:: Data in this exercise

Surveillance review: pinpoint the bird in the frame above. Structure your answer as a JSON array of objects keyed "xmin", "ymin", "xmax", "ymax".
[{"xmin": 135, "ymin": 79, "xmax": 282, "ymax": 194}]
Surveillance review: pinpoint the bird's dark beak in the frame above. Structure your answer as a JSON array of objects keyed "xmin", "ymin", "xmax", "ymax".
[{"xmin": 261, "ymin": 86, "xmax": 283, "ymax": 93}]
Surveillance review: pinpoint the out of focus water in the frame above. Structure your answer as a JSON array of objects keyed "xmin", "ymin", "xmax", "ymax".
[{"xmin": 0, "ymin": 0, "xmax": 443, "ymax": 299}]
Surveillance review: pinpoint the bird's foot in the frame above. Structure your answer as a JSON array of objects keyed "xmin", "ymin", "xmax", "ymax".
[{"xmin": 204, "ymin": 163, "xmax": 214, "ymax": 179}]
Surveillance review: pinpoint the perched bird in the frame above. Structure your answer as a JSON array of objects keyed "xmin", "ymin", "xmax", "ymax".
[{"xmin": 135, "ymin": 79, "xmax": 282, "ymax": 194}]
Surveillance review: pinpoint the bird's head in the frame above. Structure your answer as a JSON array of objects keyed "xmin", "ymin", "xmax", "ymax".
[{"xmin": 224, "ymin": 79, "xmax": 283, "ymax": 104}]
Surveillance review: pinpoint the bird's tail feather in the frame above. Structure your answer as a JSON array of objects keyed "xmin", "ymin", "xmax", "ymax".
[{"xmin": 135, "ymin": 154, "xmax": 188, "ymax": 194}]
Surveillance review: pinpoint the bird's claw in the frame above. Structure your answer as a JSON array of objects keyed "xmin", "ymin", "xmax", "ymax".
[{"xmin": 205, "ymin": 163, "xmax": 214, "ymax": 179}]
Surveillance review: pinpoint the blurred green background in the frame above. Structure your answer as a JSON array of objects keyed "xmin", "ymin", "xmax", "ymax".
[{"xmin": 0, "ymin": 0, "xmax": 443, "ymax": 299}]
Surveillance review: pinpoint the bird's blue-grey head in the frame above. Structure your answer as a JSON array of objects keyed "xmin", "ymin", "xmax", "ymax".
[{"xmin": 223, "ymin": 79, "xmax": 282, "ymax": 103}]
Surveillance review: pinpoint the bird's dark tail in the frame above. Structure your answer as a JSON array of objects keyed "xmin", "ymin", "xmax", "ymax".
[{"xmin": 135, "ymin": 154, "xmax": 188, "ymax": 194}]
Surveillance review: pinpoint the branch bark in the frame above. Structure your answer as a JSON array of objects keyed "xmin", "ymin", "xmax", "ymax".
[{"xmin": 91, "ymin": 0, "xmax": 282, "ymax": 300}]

::::

The request ▸ Reproduce all of the material above, replacing each occurrence of "frame" with "image" and leaving everything else unchanged.

Task output ▸
Surveillance review: pinpoint the bird in the image above. Structure your answer as a JSON array of objects keyed "xmin", "ymin", "xmax", "ymax".
[{"xmin": 135, "ymin": 79, "xmax": 282, "ymax": 194}]
Surveillance review: pinpoint the bird's dark beak in the image above. Structure your answer as a JSON array of objects keyed "xmin", "ymin", "xmax", "ymax".
[{"xmin": 261, "ymin": 86, "xmax": 283, "ymax": 93}]
Surveillance review: pinpoint the out of focus water in the image above. Structure your answer as a JSON array of objects keyed "xmin", "ymin", "xmax", "ymax".
[{"xmin": 0, "ymin": 0, "xmax": 443, "ymax": 299}]
Surveillance review: pinpoint the bird's foot in the image above. Structure your answer as a JSON array of objects keyed "xmin", "ymin", "xmax", "ymax".
[{"xmin": 204, "ymin": 163, "xmax": 214, "ymax": 179}]
Surveillance review: pinpoint the perched bird in the image above. Structure your answer as a JSON array of objects keyed "xmin", "ymin", "xmax", "ymax".
[{"xmin": 135, "ymin": 79, "xmax": 282, "ymax": 194}]
Surveillance review: pinpoint the bird's head in the image above. Structure your answer as a JSON array of objects keyed "xmin", "ymin", "xmax", "ymax".
[{"xmin": 224, "ymin": 79, "xmax": 283, "ymax": 104}]
Surveillance review: pinpoint the bird's tail feather in the image above. Structure your answer as a JSON array of objects keyed "xmin", "ymin", "xmax", "ymax".
[{"xmin": 135, "ymin": 154, "xmax": 188, "ymax": 194}]
Surveillance review: pinpoint the bird's claw in the image above. Structure your answer as a JSON array of objects keyed "xmin", "ymin", "xmax", "ymax".
[{"xmin": 205, "ymin": 163, "xmax": 214, "ymax": 179}]
Surveillance review: pinpoint the blurred green background in the image above. Structure your answer as a JSON array of objects keyed "xmin", "ymin", "xmax", "ymax".
[{"xmin": 0, "ymin": 0, "xmax": 443, "ymax": 299}]
Surveillance review: pinpoint the bird's blue-grey head in the image above. Structure your answer as a JSON array of objects keyed "xmin", "ymin", "xmax", "ymax".
[{"xmin": 223, "ymin": 79, "xmax": 282, "ymax": 103}]
Surveillance review: pinpoint the bird's dark tail in the image above. Structure your answer as a JSON array of objects keyed "xmin", "ymin", "xmax", "ymax".
[{"xmin": 135, "ymin": 154, "xmax": 188, "ymax": 194}]
Surveillance review: pinpoint the branch bark in the image above. Structure your answer as a JSON array of objects keyed "xmin", "ymin", "xmax", "ymax".
[{"xmin": 91, "ymin": 0, "xmax": 282, "ymax": 300}]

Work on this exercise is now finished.